(Document extract)
■ ■ ■ ■ ■
A Beginner’s Guide To Free Fall

I picked up  A Beginner’s Guide To Free Fall from Amazon’s First Reads, because, hey, free book! That’s kind of my overall feeling after reading it, though. Hey, it was free.

After a dramatic opening, in which our protag Davis loses his job and his wife in one afternoon, the book meanders though their family history and introduces secondary characters who are mostly a little too Quirky, in ways that felt forced. I bought Davis’ shy sister Molly (although I didn’t buy her weirdly passive relationships), so I kept reading.

Mostly, I didn’t feel like the novel had any stakes. I had no doubt that Molly’s articles and then podcast would be a success. I didn’t worry that her struggling newspaper would go under. I had no doubt that the high-school dropout would pass her exams and be fine. I didn’t wonder if Davis’ rollercoaster would work and if he’d get his career and his wife back. I don’t know why I didn’t feel any tension, but even in the pseudo-death scene, it felt like a fakeout, and I didn’t worry that anything bad might happen.

There were a couple other things that felt fake and annoying. Davis’ almost-stepmom is called Peti, and somehow this is still funny to him. She’s been with his dad since Davis was a child, and he’s still making Tom Petty jokes every single time she’s mentioned? His family members, far from being quirkily dysfunctional, are the most patient people on the planet. Also, I think it’s weird when characters call each other brother and sister, it always feels like poor plot exposition and not a nickname.

I don’t know why I keep saying fake about a novel, which is fiction by definition, but I just didn’t feel like these characters were struggling or growing. Anyway, free book.
■ ■ ■ ■ ■
(Entries supplied)
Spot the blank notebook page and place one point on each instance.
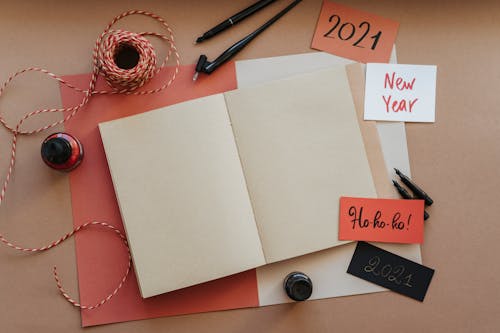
(301, 149)
(182, 195)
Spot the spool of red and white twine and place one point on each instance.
(121, 81)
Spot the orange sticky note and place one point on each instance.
(381, 220)
(354, 34)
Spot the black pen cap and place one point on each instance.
(298, 286)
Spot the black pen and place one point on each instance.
(208, 67)
(419, 193)
(405, 195)
(234, 19)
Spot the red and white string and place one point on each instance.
(120, 81)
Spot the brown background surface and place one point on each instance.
(455, 159)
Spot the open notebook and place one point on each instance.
(229, 182)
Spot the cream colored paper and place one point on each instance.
(301, 150)
(327, 268)
(182, 195)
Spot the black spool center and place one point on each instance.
(126, 56)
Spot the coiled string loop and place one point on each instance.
(123, 79)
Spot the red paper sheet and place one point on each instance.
(101, 258)
(381, 220)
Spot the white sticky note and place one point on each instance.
(400, 92)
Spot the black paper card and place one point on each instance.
(391, 271)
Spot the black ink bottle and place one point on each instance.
(62, 151)
(298, 286)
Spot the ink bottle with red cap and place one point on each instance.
(62, 151)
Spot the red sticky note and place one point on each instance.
(354, 34)
(381, 220)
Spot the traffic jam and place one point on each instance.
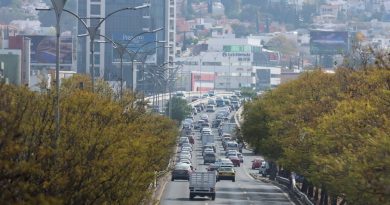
(209, 132)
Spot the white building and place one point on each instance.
(227, 65)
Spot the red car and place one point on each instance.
(256, 163)
(235, 160)
(191, 139)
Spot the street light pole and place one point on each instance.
(58, 6)
(134, 57)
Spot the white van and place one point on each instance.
(210, 108)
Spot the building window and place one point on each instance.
(95, 9)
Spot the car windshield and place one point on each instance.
(225, 169)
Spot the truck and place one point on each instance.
(227, 128)
(207, 138)
(202, 184)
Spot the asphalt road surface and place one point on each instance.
(245, 190)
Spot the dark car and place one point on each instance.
(235, 160)
(256, 163)
(181, 171)
(212, 167)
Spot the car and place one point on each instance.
(187, 152)
(211, 102)
(191, 138)
(183, 140)
(231, 145)
(211, 93)
(204, 117)
(188, 149)
(220, 102)
(199, 107)
(263, 170)
(241, 157)
(207, 150)
(234, 97)
(216, 123)
(186, 144)
(230, 153)
(181, 95)
(235, 160)
(256, 163)
(184, 155)
(224, 162)
(210, 108)
(209, 157)
(181, 171)
(198, 124)
(195, 98)
(226, 172)
(185, 161)
(212, 167)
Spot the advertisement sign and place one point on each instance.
(43, 50)
(133, 44)
(328, 42)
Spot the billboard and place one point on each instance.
(328, 42)
(43, 50)
(133, 44)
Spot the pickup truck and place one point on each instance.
(202, 184)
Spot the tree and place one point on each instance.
(330, 128)
(179, 109)
(107, 151)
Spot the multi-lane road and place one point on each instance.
(245, 190)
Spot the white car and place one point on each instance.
(188, 149)
(185, 161)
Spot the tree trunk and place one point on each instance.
(304, 186)
(310, 191)
(334, 200)
(326, 198)
(316, 195)
(273, 170)
(323, 195)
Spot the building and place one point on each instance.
(10, 65)
(123, 26)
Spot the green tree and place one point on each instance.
(107, 151)
(179, 109)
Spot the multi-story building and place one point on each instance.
(123, 26)
(229, 64)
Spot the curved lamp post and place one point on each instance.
(93, 33)
(58, 6)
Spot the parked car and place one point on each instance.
(256, 163)
(226, 173)
(181, 171)
(183, 140)
(210, 108)
(263, 170)
(235, 160)
(195, 98)
(241, 157)
(212, 167)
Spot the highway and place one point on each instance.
(245, 190)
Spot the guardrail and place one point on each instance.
(289, 184)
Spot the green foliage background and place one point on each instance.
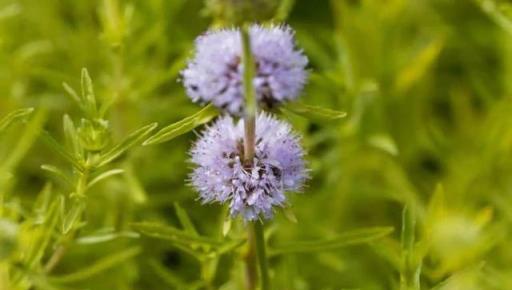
(426, 87)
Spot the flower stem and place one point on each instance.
(256, 252)
(250, 97)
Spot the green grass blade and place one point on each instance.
(359, 236)
(132, 140)
(181, 127)
(313, 112)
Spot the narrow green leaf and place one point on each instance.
(173, 234)
(137, 191)
(290, 215)
(25, 142)
(72, 138)
(13, 117)
(73, 216)
(313, 112)
(98, 267)
(106, 236)
(410, 265)
(42, 203)
(72, 93)
(59, 149)
(133, 139)
(181, 127)
(359, 236)
(44, 234)
(105, 175)
(88, 98)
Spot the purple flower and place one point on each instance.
(221, 176)
(215, 73)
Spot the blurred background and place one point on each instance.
(426, 87)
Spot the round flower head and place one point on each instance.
(215, 73)
(252, 191)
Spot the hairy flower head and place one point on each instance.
(215, 73)
(252, 191)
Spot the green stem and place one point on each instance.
(251, 106)
(261, 255)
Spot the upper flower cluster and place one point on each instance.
(215, 73)
(221, 176)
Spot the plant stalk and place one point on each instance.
(250, 98)
(261, 255)
(256, 242)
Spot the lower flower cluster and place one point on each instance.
(252, 190)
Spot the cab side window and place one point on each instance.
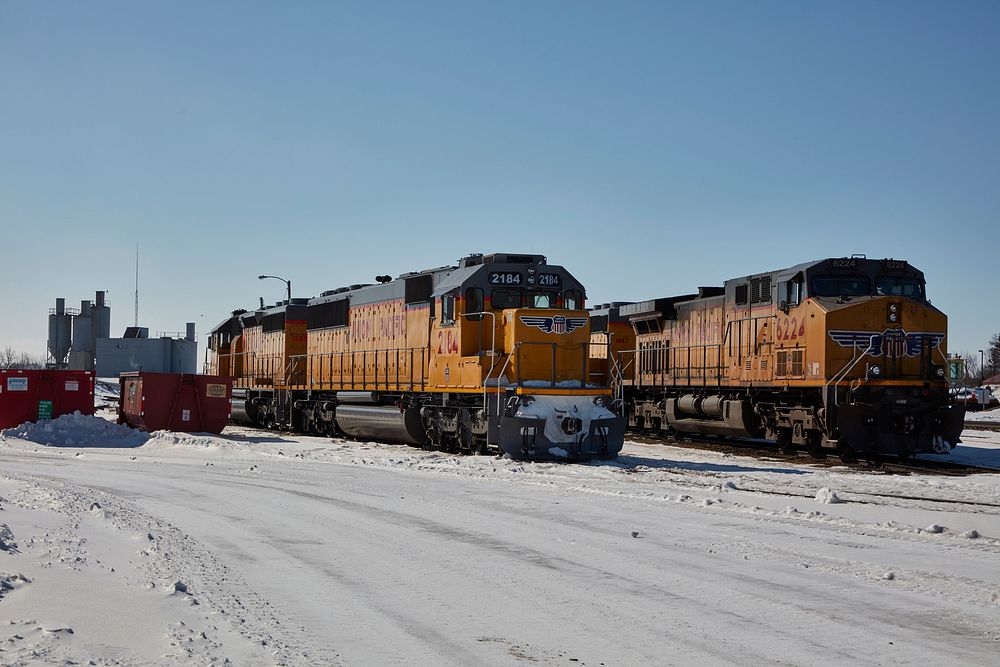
(474, 303)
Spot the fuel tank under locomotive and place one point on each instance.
(712, 415)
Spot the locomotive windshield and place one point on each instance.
(841, 286)
(910, 287)
(503, 297)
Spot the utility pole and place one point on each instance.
(136, 284)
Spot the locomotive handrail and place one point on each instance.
(848, 367)
(671, 368)
(493, 346)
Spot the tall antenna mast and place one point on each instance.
(137, 283)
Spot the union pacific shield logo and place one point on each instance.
(891, 342)
(557, 325)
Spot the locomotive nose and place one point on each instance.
(571, 425)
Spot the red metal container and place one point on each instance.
(32, 395)
(175, 401)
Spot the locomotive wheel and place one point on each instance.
(784, 440)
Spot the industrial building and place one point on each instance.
(81, 340)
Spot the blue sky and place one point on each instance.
(649, 147)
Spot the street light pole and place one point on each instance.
(288, 283)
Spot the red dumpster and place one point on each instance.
(175, 401)
(31, 395)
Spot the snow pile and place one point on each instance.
(827, 496)
(77, 430)
(170, 439)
■ ■ ■ ■ ■
(What this exercise asks)
1 > Which characters from the novel does the book review name? List each one.
2 > Repeat everything in the book review from "After a dramatic" down to "I kept reading.".
3 > Translate this sentence from the book review into Spanish: "Mostly, I didn’t feel like the novel had any stakes."
The records come from a different source than the book review.

(Solutions by task)
1 >
Davis
Molly
Peti

2 >
After a dramatic opening, in which our protag Davis loses his job and his wife in one afternoon, the book meanders though their family history and introduces secondary characters who are mostly a little too Quirky, in ways that felt forced. I bought Davis’ shy sister Molly (although I didn’t buy her weirdly passive relationships), so I kept reading.

3 > En general, no sentí que la novela tuviera nada en juego.